→ PÁGINA
# # # # #

Eu ainda não conhecia
nenhuma palavra daquela língua, e já me obrigavam com veemência, com crueldades
e terríveis castigos, a aprendê-la. Na verdade, eu, ainda criança, também não
conhecia nenhuma palavra de latim; contudo, com um pouco de atenção, o aprendi entre
o carinho das amas, os gracejos dos que se riam e as alegrias dos que
brincavam, sem medo algum nem tormento. Eu aprendi-o, sem a pressão dos
castigos, impelido unicamente por meu coração desejoso de dar à luz seus
sentimentos, e o único caminho para isso era aprender algumas palavras, não dos
que as ensinavam, mas do que falavam, em cujos ouvidos ia eu depositando quanto
sentia.
Por aqui se evidencia
claramente que, para instruir, tem mais eficácia e curiosidade livre do que a
necessidade inspirada pelo medo. Contudo, os excessos da curiosidade encontram
nessa violência um freio segundo tuas leis, ó Deus; que desde as palmatórias
dos mestres até os tormentos dos mártires sabem dosar suas salutares amarguras,
que nos reconduzem a ti do seio do pernicioso deleite que de ti nos apartara.

# # # # #

→ MATERIAL EXTRAÍDO
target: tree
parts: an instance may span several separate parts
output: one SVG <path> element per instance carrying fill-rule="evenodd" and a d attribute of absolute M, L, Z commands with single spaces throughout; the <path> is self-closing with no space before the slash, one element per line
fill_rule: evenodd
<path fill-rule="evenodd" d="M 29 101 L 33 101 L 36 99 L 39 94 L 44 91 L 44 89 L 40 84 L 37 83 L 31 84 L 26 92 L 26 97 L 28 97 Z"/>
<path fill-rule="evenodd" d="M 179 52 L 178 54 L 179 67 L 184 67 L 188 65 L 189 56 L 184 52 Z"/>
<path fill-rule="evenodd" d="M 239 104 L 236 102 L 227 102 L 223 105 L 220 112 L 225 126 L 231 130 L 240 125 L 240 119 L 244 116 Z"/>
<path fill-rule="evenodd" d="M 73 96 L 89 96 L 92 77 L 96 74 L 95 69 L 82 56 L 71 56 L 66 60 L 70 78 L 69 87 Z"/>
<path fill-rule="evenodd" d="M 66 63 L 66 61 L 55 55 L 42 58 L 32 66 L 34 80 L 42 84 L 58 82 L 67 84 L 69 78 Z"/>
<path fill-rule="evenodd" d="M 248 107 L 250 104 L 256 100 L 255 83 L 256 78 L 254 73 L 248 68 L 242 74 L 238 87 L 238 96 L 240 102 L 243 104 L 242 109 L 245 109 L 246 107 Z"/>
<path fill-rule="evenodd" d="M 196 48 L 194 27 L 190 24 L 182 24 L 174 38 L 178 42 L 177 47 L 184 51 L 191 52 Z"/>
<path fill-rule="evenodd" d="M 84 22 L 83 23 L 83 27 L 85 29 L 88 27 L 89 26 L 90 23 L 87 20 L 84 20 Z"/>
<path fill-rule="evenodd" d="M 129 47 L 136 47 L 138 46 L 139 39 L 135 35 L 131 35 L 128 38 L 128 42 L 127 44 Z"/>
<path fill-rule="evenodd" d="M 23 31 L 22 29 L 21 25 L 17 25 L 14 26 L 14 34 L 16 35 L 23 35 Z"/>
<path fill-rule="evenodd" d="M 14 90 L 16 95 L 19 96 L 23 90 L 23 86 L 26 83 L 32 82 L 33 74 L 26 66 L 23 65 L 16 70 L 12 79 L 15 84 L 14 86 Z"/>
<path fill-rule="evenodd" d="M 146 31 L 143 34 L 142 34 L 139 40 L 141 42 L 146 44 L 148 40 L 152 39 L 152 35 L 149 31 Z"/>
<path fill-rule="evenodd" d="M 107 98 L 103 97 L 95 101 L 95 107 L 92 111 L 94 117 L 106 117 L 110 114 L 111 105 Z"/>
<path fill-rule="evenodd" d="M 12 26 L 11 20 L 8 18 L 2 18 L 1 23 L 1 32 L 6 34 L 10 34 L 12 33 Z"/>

# # # # #

→ OBJETIVO DO EXERCÍCIO
Você pode reproduzir, do texto sobre o aprendizado do latim, o trecho que vai de "Por aqui se" até "ti nos apartara.", incluindo essas palavras?

→ RESULTADO
Por aqui se evidencia
claramente que, para instruir, tem mais eficácia e curiosidade livre do que a
necessidade inspirada pelo medo. Contudo, os excessos da curiosidade encontram
nessa violência um freio segundo tuas leis, ó Deus; que desde as palmatórias
dos mestres até os tormentos dos mártires sabem dosar suas salutares amarguras,
que nos reconduzem a ti do seio do pernicioso deleite que de ti nos apartara.